> _STATED GOAL_: Render every line of the records below as a JSON list of strings, one string per line, omitting any blank lines.

(Extracted records)
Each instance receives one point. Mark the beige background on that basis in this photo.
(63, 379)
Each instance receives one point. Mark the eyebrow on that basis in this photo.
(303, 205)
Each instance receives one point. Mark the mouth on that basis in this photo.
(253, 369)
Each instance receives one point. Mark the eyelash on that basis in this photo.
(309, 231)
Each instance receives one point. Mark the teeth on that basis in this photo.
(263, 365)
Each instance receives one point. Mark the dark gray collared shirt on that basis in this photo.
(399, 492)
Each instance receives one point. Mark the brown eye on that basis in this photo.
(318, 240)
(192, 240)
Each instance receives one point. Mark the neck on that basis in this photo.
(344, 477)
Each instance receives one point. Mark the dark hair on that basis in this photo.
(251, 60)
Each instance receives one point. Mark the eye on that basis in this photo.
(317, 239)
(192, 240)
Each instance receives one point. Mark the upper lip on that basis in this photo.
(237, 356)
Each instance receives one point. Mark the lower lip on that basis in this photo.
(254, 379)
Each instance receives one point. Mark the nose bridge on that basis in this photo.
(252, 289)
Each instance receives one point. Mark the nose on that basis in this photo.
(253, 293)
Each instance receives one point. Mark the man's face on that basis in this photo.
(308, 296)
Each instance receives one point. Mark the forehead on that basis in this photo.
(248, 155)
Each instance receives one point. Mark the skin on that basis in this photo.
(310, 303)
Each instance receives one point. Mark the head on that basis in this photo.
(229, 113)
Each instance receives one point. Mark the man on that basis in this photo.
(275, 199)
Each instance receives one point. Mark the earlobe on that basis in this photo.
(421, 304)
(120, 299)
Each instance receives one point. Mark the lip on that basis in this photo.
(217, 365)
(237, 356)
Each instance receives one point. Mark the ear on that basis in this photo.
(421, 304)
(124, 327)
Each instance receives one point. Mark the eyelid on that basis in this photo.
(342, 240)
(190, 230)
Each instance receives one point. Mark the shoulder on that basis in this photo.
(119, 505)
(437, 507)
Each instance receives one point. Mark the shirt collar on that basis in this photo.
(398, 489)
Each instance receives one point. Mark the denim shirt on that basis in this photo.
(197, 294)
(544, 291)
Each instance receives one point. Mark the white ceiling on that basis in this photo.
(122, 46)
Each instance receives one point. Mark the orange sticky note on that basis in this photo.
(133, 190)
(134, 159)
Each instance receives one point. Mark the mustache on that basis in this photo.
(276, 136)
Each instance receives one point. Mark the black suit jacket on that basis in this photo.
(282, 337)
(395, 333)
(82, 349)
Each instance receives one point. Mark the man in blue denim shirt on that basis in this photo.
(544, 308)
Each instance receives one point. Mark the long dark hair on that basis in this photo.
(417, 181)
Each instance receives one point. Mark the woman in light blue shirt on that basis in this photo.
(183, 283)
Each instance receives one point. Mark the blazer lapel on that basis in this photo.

> _RESULT OF THE TASK_:
[
  "Each instance receives one point. Mark the beige background on that basis in this photo.",
  "(63, 379)",
  "Each instance receives one point. Mark the eyebrow on that basis in this photo.",
  "(303, 205)",
  "Each instance receives one point. Mark the mouth on that basis in this photo.",
  "(253, 369)",
  "Each instance receives one point. Mark the eyelash on that basis in this photo.",
  "(309, 231)",
  "Each instance receives one point. Mark the teeth on that basis in this photo.",
  "(263, 365)",
  "Each instance receives one point. Mark the dark gray collared shirt on that basis in this photo.",
  "(399, 492)",
  "Each instance receives one point. Mark the brown eye on that basis in this photo.",
  "(318, 240)",
  "(192, 240)",
  "Each instance receives one point. Mark the neck on that basis in this photo.",
  "(344, 477)",
  "Each instance receives one point. Mark the dark hair on that basis in this photo.",
  "(251, 60)",
  "Each instance receives one point. Mark the eye on that basis in this photo.",
  "(317, 239)",
  "(192, 240)",
  "Each instance receives one point. Mark the upper lip on that basis in this photo.",
  "(237, 356)",
  "Each instance receives one point. Mark the lower lip on that basis in this photo.",
  "(254, 379)",
  "Each instance receives one point. Mark the nose bridge on that basis in this photo.",
  "(252, 289)",
  "Each instance receives one point. Mark the nose on that basis in this photo.",
  "(253, 293)",
  "Each instance receives one point. Mark the man's face on that basis in this photo.",
  "(308, 296)",
  "Each instance receives one point. Mark the forehead on that basis in this photo.",
  "(248, 155)",
  "Each instance receives one point. Mark the skin on that basis in this photo.",
  "(310, 303)",
  "Each instance receives one point. Mark the head on that basis in this photo.",
  "(229, 113)",
  "Each instance receives one point. Mark the man on that basis in this photo.",
  "(275, 199)",
  "Each instance receives one point. Mark the earlobe on that basis in this photo.",
  "(421, 304)",
  "(120, 299)",
  "Each instance receives one point. Mark the lip on that basis in this photo.",
  "(217, 365)",
  "(237, 356)",
  "Each instance receives one point. Mark the ear on that basis in this photo.",
  "(421, 304)",
  "(124, 327)",
  "Each instance receives one point. Mark the eyelid on that basis in this photo.",
  "(342, 240)",
  "(190, 230)",
  "Each instance receives one point. Mark the shoulder on that basis in this photo.",
  "(119, 505)",
  "(437, 507)",
  "Each instance receives one point. Mark the shirt collar on that basis in this photo.",
  "(398, 489)",
  "Each instance receives one point. Mark the denim shirt on that basis in this photo.",
  "(197, 294)",
  "(544, 291)",
  "Each instance receives one point. Mark the white ceiling on that basis in this photo.",
  "(122, 46)",
  "Each instance receives one point. Mark the orange sticky note on that basis in this photo.",
  "(133, 190)",
  "(134, 159)",
  "Each instance receives one point. Mark the mustache on that basis in this photo.",
  "(276, 136)",
  "Each instance receives one point. Mark the black suit jacket on that basis in this photo.",
  "(282, 337)",
  "(395, 333)",
  "(82, 349)",
  "Each instance receives one point. Mark the man in blue denim shirt on that basis in this photo.",
  "(544, 308)",
  "Each instance receives one point. Mark the long dark hair on that basis in this photo.",
  "(417, 181)",
  "Each instance receives one point. Mark the woman in light blue shirt on that basis in this photo.",
  "(183, 283)",
  "Each instance receives one point. Mark the blazer lapel on that basis in this photo."
]